The grounds of appeal
10. Following the promulgation of the Judge’s decision the Appellant engaged his current solicitors and grounds of appeal were drafted by Mr Richardson. These are twofold. First, it was contended that the Judge acted unfairly in refusing the adjournment application, given the particular circumstances with which he was confronted on the day of the hearing. Second, and in the alternative, the Judge acted with procedural unfairness in failing to expressly put to the Appellant a number of material points in respect of which the Judge ultimately found against the Appellant on credibility grounds. In respect of ground 2, it was said that the context, i.e. the lack of representation on the Appellant’s behalf, was an important consideration and that the points should have been made.
The hearing
11. In advance of the error of law hearing both representatives had been able to listen to an audio recording of the hearing before the Judge. At the hearing itself I received extremely helpful submissions from Mr Richardson and Mr Terrell, for which I am grateful. These are a matter of record and with all due respect I do not intend to set those out here.
Conclusions
12. I conclude that the Judge did err in law as contended for in the two grounds of appeal. In so concluding I bear in mind a need for appropriate judicial restraint before interfering with the decision of the Judge below, but I also bear in mind the importance of ensuring fairness and particularly that such fairness is very much context-specific.
13. In respect of ground 1 the context in the present case was that although it appears that Mr Hassan may not in fact be a solicitor, the Judge was unaware of that possibility and the Judge did not reject the credibility of the Appellant’s assertion that he had asked Mr Hassan to come and attend. Nor did the Judge expressly reject the explanation given by the Appellant as to why Mr Hassan had not attended on the day.
14. In this case the Appellant had not been legally represented throughout the appellate proceedings, with a consequence that, as far as I can discern, there was, for example, no witness statement prepared responding to the reasons for refusal points. On the face of it the Appellant had attended the hearing in the expectation that someone would be there to represent him. The fact that the Appellant was present and able to answer questions in my judgment did not of itself ‘cure’ the Judge’s decision to proceed notwithstanding the absence of representation.

════════

Written tasks:
a. According to the judgment excerpt, who drafted the grounds of appeal?
b. For each statement, say whether it agrees with the judgment excerpt, and quote the words that decide it. (i) Both representatives were able to listen to an audio recording of the hearing before the Judge ahead of the error of law hearing. (ii) The Judge knew that Mr Hassan might not be a solicitor. (iii) A witness statement responding to the reasons for refusal points was prepared.

Pointing dataset listing:
════════

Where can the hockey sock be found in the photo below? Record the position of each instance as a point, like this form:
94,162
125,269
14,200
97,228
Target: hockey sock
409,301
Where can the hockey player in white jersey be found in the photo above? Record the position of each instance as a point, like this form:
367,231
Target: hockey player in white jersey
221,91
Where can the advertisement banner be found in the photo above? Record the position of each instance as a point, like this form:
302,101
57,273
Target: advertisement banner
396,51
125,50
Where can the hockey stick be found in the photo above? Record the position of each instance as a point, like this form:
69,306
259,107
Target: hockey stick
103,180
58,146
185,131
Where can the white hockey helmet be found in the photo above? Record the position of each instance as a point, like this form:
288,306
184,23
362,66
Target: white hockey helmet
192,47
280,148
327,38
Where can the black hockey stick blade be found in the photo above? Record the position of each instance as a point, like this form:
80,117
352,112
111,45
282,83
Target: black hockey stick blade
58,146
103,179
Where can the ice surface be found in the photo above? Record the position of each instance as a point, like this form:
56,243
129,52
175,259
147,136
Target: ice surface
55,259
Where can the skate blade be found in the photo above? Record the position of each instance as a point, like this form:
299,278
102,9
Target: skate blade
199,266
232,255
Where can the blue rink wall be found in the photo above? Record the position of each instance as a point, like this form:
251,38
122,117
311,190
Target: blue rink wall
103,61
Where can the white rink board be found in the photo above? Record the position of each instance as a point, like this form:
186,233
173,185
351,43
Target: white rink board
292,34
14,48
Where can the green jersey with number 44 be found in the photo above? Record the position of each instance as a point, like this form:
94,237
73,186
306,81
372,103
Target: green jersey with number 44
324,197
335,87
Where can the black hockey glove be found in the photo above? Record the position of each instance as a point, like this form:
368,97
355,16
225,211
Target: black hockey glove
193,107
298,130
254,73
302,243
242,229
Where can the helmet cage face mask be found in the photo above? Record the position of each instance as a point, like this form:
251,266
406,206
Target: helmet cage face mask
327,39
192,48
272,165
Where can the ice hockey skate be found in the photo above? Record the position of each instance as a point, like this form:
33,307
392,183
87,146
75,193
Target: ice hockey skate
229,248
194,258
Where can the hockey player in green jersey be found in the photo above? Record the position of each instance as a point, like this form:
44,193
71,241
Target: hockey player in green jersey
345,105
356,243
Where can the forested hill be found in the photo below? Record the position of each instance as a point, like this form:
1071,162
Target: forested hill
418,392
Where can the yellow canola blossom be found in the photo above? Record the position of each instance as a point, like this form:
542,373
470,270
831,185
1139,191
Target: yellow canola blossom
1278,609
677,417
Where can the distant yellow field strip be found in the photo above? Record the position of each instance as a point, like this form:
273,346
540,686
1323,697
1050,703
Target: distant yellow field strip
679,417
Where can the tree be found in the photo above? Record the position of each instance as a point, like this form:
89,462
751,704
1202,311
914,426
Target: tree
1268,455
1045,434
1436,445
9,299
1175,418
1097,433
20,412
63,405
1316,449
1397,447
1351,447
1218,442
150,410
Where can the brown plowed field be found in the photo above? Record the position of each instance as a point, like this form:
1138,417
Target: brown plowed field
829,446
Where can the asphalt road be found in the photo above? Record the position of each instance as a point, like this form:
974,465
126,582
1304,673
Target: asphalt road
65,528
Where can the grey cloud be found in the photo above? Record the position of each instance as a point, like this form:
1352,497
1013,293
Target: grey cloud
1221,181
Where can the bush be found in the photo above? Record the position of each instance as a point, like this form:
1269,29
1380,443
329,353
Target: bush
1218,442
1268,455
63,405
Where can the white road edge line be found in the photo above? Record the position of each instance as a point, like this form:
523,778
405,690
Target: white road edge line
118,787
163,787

════════

Task-by-task outputs:
a. Mr Richardson.

b.
(i) Yes: "In advance of the error of law hearing both representatives had been able to listen to an audio recording of the hearing before the Judge."
(ii) No: "the Judge was unaware of that possibility"
(iii) No: "there was, for example, no witness statement prepared responding to the reasons for refusal points"